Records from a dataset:
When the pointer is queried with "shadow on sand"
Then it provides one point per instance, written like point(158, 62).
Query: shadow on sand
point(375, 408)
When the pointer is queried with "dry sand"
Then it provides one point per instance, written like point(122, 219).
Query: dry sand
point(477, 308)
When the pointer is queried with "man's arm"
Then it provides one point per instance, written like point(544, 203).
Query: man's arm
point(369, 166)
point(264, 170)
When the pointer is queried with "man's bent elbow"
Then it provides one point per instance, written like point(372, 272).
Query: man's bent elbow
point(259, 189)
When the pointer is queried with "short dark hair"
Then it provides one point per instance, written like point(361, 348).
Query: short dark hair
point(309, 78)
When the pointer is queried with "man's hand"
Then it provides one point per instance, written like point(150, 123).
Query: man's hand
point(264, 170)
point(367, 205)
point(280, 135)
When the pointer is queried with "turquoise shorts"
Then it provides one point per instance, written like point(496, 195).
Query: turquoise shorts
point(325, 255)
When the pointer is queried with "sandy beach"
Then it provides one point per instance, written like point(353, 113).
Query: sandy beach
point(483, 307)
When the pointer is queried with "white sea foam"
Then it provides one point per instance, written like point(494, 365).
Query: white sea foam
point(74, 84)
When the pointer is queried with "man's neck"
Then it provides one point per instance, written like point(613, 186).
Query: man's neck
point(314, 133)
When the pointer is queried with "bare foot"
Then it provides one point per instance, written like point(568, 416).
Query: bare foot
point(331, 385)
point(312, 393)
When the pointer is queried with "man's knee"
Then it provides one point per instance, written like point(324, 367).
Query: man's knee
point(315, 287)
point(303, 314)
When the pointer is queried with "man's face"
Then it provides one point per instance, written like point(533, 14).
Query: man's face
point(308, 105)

Given request: Write the entire listing out again, word for word.

The solution:
When the pointer is queried with "shadow on sand"
Then it provides one point per instance, written like point(158, 62).
Query: shadow on sand
point(375, 408)
When the pointer is queried with "dry sand"
Then it provides one point per instance, written like point(122, 219).
Query: dry sand
point(477, 308)
When the pointer is queried with "man's arm"
Then it provides one point per instance, written like point(544, 203).
Query: man's arm
point(369, 166)
point(264, 170)
When the pointer is queried with "man's bent elbow"
Then it provides one point per instance, written like point(372, 272).
Query: man's bent elbow
point(259, 189)
When the pointer is queried with "short dark hair"
Then it provides one point per instance, written like point(361, 348).
Query: short dark hair
point(309, 78)
When the pointer is queried with "man's hand"
Then it provides one point per instance, written like point(150, 123).
Query: man's hand
point(264, 170)
point(367, 205)
point(280, 135)
When the pointer is queried with "turquoise shorts"
Then it provides one point per instance, written like point(496, 195).
Query: turquoise shorts
point(325, 255)
When the pointer is queried with "sandy beach"
Then it provides one point per instance, written like point(353, 113).
Query: sandy beach
point(483, 307)
When the pointer is queried with "white sea foam"
Then it provides one point per instance, written like point(494, 365).
Query: white sea foam
point(74, 84)
When the pointer is queried with "man's neck"
Then it provides one point per instance, written like point(613, 186).
Query: man's neck
point(314, 133)
When the pointer is queried with "bare foot"
Then it provides one point per instance, written like point(568, 416).
Query: bare foot
point(331, 385)
point(312, 393)
When the pointer is queried with "man's knee"
Then it provides one point per instance, written like point(324, 367).
Query: man's knee
point(315, 287)
point(303, 314)
When the pointer is queried with "man's face"
Then it provides one point per instance, written like point(533, 14).
Query: man's face
point(308, 105)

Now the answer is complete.